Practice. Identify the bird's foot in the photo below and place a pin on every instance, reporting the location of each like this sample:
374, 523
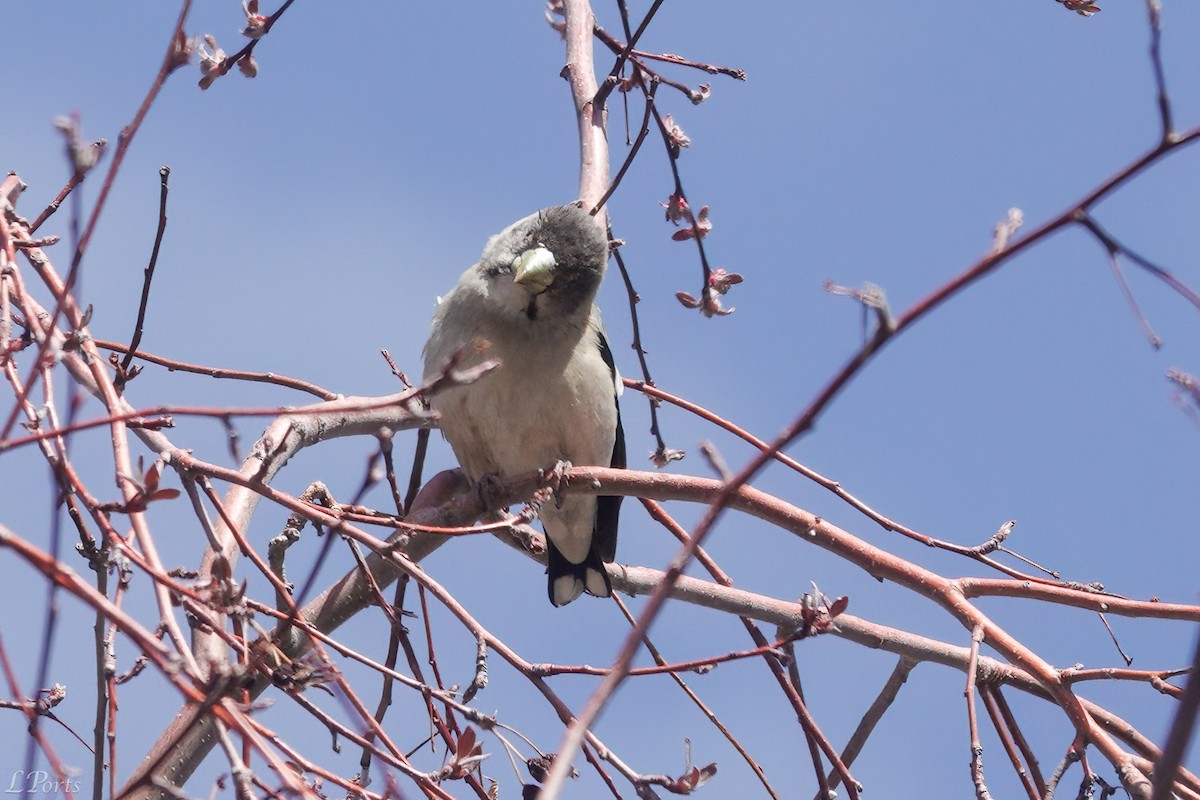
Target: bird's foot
489, 491
557, 479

····················

Problem details: Copy out the records above in full, exactly as written, but not the pictures.

Solution to this task:
Practice. Identify the bird's foot in the photo below and place a pin on every instance, reporting the location of each like this sample:
374, 523
Target: bird's foot
489, 491
557, 479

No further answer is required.